**Excerpt:**
Creecy’s fuel storage plan in Durban hits a legal snag
4 min readMinister of Transport Barbara Creecy’s decision to award 25-year lease renewals to oil majors at Island View Precinct (IVP) in Durban has been hit with its first serious legal challenge.
Capricorn Petrochemicals, a BEE player in the petrochemical sector, has filed suit against the minister and 12 other respondents, seeking to set aside her decision to award 25-year leases to incumbents operating fuel storage facilities at IVP.
The precinct handles about 75% of SA’s petroleum imports and is of vital national importance, says the founding affidavit by Capricorn CEO Anda Bici.
Instead of putting the leases out to competitive tender, Creecy invoked Section 79 of the National Ports Authority Act, which allows her to bypass the normal licensing procedures in the national interest.

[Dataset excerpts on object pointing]

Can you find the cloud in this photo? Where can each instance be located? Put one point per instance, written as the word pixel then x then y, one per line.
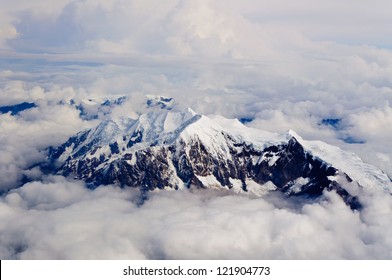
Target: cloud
pixel 25 137
pixel 61 219
pixel 281 64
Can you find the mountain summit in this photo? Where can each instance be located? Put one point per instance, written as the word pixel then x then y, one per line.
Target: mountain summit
pixel 170 147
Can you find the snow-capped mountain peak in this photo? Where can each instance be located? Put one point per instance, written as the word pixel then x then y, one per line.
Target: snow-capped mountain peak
pixel 173 147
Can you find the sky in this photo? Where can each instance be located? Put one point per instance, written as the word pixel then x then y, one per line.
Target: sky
pixel 282 64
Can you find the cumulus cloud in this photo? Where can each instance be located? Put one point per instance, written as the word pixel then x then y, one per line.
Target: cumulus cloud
pixel 61 219
pixel 279 65
pixel 24 138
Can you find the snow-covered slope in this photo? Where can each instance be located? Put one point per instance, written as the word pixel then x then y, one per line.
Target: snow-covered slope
pixel 170 147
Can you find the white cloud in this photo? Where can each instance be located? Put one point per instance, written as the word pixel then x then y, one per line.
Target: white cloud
pixel 287 65
pixel 60 219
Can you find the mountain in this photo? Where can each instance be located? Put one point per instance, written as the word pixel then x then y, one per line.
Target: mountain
pixel 170 147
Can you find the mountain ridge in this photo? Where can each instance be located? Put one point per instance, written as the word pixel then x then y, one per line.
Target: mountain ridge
pixel 170 147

**Prompt:**
From the article on the Durban fuel storage legal challenge, print the passage between "Creecy’s fuel storage" and "facilities at IVP.", inclusive. Rely only on the article for this.

**Correct result:**
Creecy’s fuel storage plan in Durban hits a legal snag
4 min readMinister of Transport Barbara Creecy’s decision to award 25-year lease renewals to oil majors at Island View Precinct (IVP) in Durban has been hit with its first serious legal challenge.
Capricorn Petrochemicals, a BEE player in the petrochemical sector, has filed suit against the minister and 12 other respondents, seeking to set aside her decision to award 25-year leases to incumbents operating fuel storage facilities at IVP.